#### Try it:
Your answer should be the lines from the one with "of the lake?" to the end of the data below, both included, exact and free of pictures.

(Dataset excerpts)

□ □ □ □ □

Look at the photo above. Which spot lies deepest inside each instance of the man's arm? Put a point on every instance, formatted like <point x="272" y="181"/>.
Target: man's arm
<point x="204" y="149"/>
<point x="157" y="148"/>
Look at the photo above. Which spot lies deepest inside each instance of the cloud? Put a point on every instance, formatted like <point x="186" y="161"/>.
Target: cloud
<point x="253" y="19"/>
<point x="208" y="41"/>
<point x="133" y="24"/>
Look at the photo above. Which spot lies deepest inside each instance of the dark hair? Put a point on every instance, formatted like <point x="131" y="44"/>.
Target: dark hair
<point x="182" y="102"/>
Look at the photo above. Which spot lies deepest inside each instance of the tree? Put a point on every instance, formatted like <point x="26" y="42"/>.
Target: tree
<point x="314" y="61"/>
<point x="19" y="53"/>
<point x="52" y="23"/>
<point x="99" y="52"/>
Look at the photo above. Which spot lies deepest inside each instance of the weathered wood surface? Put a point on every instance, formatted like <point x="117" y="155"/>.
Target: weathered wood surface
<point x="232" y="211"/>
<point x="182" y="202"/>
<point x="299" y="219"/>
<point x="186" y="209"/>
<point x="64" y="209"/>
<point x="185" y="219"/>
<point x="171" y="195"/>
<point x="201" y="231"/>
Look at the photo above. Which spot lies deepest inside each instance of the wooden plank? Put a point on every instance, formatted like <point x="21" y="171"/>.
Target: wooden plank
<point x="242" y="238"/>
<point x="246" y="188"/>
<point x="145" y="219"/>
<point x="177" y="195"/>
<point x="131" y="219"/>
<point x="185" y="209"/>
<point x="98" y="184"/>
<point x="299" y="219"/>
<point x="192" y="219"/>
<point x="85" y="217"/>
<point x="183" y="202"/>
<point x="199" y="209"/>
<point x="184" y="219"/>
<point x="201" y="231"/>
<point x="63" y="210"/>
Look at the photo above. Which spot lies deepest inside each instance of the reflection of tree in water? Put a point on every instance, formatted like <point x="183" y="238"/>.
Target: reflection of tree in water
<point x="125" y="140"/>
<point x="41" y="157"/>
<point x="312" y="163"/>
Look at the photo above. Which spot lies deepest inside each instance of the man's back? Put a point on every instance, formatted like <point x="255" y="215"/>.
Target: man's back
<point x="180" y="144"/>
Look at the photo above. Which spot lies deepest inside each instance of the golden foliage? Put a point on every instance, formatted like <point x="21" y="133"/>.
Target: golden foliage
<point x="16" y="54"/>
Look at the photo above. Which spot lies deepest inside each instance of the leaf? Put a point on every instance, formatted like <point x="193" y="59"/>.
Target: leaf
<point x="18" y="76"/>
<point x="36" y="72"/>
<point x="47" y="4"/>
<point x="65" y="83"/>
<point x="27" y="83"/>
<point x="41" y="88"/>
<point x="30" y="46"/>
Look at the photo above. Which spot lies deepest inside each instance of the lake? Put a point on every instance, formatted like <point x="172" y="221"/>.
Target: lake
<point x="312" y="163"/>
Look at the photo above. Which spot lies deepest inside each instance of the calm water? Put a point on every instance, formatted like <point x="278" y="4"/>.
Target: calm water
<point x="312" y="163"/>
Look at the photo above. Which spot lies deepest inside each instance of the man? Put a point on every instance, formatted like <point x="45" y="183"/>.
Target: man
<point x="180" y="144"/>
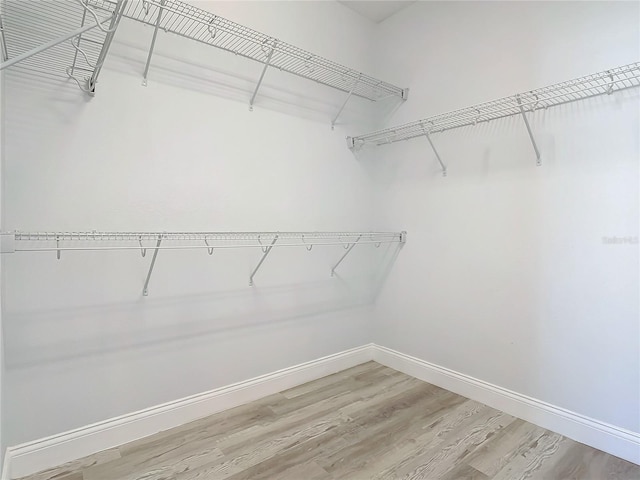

□ □ □ □ □

#### Answer to this problem:
Look at the photo above. Which spot lies deepest inside each instance of the lake? Put a point on every instance, formatted like <point x="172" y="221"/>.
Target: lake
<point x="312" y="163"/>
Look at the photo above. Which spot lies deepest inside each instance of the calm water? Put a point on every instance, formatted like <point x="278" y="4"/>.
Target: calm water
<point x="312" y="163"/>
Look at the photo above. Which spot lies deepest inside each instance of the man? Put a point on every instance, formatted like <point x="45" y="183"/>.
Target: man
<point x="180" y="144"/>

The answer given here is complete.